• [Excerpted passage]:
::::::

Things were happening real fast now. At the November 28 meeting of the new city council, to no one’s surprise, “Ordinance No. 5” passed by a unanimous vote and Seal Beach went “wet,” causing the LA Times to gush that the new town now “edges its way into the spotlight of Southern California’s numerous ‘watering places’ and resorts where the bright lights gleam and care is thrown to the winds.”

Burt released more details about the new amusement area in mid-January. The general theme would be Spanish and Gothic — like the Panama-Pacific and all individual buildings had to be passed by and approved by the supervising architect, Mr. Symmes. (They had CC&R’s even then).

    “The present pavilion, dance hall and pier at Seal Beach would form the nucleus of the new resort which would extend equal distance to the east and west on either side of it.”

Seal Beach pierTo the end of the renovated and widened Seal Beach pier, already 1,865 feet in length, would be added a T-shaped extension 80×50 feet in size. On this is to stand a seventy-foot tower crowned with a battery of 50 immense searchlights — a portion of the famous “Scintillator” which was a highlight of the San Francisco event. Colored lenses powered by electric motors, were constantly passed in front of the searchlights creating a rainbow “scintillating” effect which could be seen for 20 miles in all directions.

Mr Burt announces that Torpey & Edwards of San Francisco will duplicate the racing coaster, dance hall, “Third Degree”, merry go-round, and bathing pool features, which they had in San Francisco and and adding as a brand new feature, an aviation field from which passengers will be taken aloft in real aeroplanes.”

Edward Wasserman of San Francisco will have the popcorn, peanut and candy concessions, as at the exposition. The Worthington Company, of Elyria, Ohio, will have the roller coast chair privileges. The Van Kummel Company of New York City will install an elaborate device to be known as the “Witching Waves.”

The total investment in the project would run, says its promoter, into several hundred thousand dollars. “The outlay of the Bayside Land Company alone approximating $200,000.” (That would be almost $4 million dollars in 2010 money). But these numbers have to be placed in the perspective of carnival hucksterism. At the San Francisco fair, one of Burt’s exhibit operators, Fred Thompson of Coney Island fame, touted the expense of his “Toyland Grown Up” as one million dollars, although the official budget was only $150,000.

By January 1916, all tenants on the Seal Beach ocean front property were given notice to vacate immediately, while the newspapers were reporting that ‘Most of “Zone” to Come Here’ and soon nearly 200 men were working daily to rush completion of the Zone by May 1, its scheduled opening day, although Burt acknowledged that “all construction records will have to be broken” to get the project completed by its projected date.  The project included nearly a mile of bulkhead in the Seal Beach sand, and nearly 4,000 feet of concrete walk  between the Main Street Piere and Anaheim Landing at a uniform width of 38 feet.
The foundation was also poured for the Wilcox Casino at Anaheim Landing, which was expected to be one of  the showpieces of the new resort.

::::::

• [Provided material]:
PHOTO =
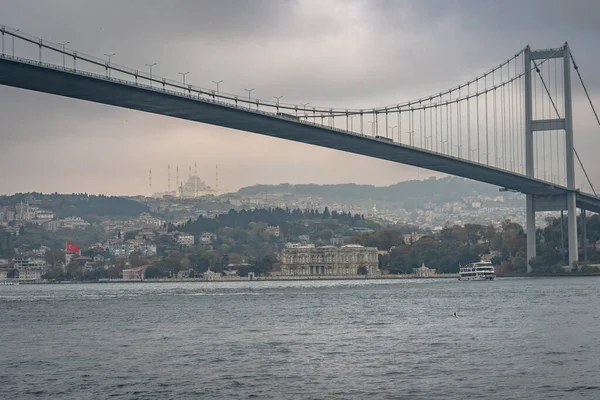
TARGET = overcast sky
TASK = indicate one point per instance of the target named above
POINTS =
(334, 53)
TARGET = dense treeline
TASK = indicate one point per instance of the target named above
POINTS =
(272, 216)
(78, 205)
(453, 246)
(408, 193)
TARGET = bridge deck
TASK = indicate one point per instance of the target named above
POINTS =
(99, 89)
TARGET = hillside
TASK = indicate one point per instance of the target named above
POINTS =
(78, 205)
(407, 194)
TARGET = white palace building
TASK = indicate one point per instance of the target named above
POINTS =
(329, 260)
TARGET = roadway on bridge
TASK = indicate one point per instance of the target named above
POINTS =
(98, 89)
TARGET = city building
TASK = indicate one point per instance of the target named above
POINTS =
(137, 273)
(423, 271)
(31, 274)
(272, 231)
(329, 260)
(211, 276)
(29, 263)
(185, 239)
(206, 238)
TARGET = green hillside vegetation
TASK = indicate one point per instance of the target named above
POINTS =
(407, 194)
(78, 205)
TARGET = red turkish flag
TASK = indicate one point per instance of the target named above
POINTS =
(72, 248)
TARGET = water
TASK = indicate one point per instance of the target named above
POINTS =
(514, 338)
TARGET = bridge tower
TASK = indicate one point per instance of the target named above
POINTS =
(541, 126)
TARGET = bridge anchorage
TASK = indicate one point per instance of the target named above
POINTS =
(511, 127)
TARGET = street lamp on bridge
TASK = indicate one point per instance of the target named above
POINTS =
(63, 45)
(183, 74)
(277, 97)
(14, 42)
(249, 92)
(217, 83)
(150, 65)
(372, 127)
(107, 65)
(304, 108)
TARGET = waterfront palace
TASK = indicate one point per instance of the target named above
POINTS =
(329, 260)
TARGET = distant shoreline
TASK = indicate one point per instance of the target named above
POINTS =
(307, 278)
(256, 279)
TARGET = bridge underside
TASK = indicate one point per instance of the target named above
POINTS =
(73, 85)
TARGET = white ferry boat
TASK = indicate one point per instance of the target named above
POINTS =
(478, 271)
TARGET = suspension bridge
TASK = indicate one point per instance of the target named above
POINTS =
(511, 126)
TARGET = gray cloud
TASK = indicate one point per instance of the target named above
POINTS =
(332, 53)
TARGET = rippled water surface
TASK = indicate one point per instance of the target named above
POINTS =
(513, 339)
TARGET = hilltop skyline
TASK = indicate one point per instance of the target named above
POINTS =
(74, 146)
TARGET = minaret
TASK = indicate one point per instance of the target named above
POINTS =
(177, 181)
(216, 179)
(196, 177)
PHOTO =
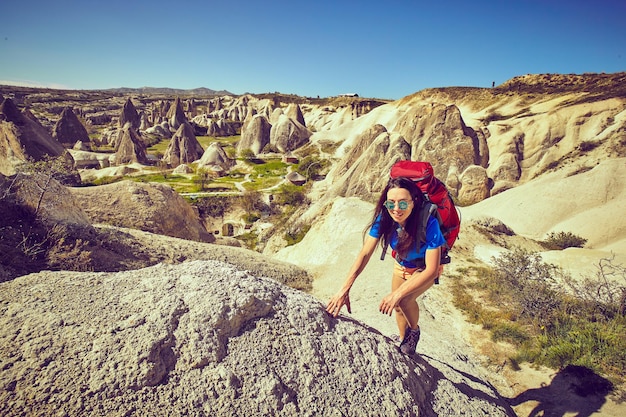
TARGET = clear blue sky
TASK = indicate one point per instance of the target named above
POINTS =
(383, 48)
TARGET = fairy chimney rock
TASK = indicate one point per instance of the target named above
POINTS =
(130, 147)
(183, 147)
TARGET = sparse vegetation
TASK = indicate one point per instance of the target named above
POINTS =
(563, 240)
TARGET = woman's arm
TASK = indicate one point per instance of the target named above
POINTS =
(418, 282)
(343, 296)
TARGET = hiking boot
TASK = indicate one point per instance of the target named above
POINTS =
(409, 343)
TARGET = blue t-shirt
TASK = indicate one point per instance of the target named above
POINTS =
(434, 239)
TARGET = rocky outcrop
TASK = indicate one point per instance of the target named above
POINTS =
(68, 130)
(130, 147)
(183, 147)
(475, 185)
(287, 134)
(176, 115)
(215, 156)
(438, 134)
(294, 112)
(255, 134)
(363, 171)
(204, 338)
(153, 207)
(23, 138)
(161, 130)
(129, 115)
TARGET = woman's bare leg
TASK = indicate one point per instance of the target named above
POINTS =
(407, 313)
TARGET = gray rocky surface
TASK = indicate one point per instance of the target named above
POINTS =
(204, 338)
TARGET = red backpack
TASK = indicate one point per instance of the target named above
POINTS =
(436, 193)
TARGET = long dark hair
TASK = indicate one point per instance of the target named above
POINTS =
(408, 236)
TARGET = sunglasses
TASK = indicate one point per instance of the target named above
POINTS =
(402, 205)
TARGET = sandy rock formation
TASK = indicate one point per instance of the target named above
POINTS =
(215, 156)
(287, 134)
(176, 115)
(475, 185)
(183, 147)
(438, 134)
(68, 130)
(129, 115)
(23, 138)
(204, 338)
(153, 207)
(294, 112)
(255, 134)
(359, 171)
(161, 130)
(183, 169)
(91, 160)
(130, 147)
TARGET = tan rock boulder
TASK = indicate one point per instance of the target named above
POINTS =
(205, 338)
(129, 115)
(130, 147)
(255, 134)
(23, 138)
(176, 115)
(438, 134)
(287, 134)
(215, 156)
(475, 185)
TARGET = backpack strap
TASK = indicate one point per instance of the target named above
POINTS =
(427, 210)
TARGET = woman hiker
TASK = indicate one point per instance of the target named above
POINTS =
(396, 222)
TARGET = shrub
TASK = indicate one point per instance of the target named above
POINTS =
(563, 240)
(295, 236)
(290, 195)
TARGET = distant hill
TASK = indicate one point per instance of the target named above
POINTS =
(201, 91)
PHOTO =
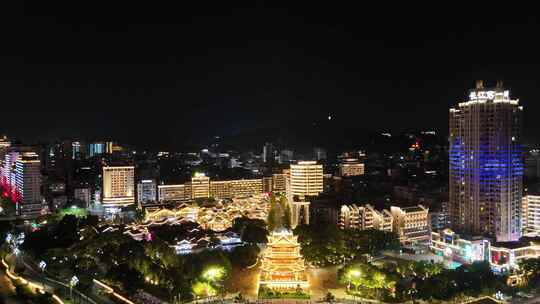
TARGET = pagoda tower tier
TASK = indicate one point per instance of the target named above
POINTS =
(282, 264)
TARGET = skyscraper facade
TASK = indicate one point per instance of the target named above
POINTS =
(268, 153)
(486, 168)
(28, 184)
(118, 185)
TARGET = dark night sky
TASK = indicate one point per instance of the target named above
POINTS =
(165, 75)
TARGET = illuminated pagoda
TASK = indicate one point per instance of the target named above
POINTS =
(282, 265)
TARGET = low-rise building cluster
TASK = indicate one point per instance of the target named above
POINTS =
(411, 224)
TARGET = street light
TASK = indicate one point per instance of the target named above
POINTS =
(353, 273)
(42, 265)
(72, 283)
(214, 274)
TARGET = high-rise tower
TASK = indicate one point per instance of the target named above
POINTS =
(486, 167)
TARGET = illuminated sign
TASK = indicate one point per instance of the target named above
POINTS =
(487, 95)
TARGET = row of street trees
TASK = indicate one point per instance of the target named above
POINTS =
(73, 246)
(324, 245)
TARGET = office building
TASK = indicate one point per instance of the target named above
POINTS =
(351, 167)
(486, 167)
(531, 215)
(505, 256)
(118, 185)
(305, 179)
(96, 149)
(268, 153)
(146, 191)
(5, 143)
(365, 217)
(268, 185)
(279, 181)
(28, 184)
(174, 193)
(411, 224)
(7, 173)
(286, 156)
(319, 154)
(461, 248)
(78, 150)
(200, 186)
(83, 194)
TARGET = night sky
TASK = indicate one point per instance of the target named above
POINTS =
(167, 75)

::::::

• [Problem requirements]:
In the passage on the Seal Beach amusement zone, which day was set for the Zone's opening?

• [Final answer]:
May 1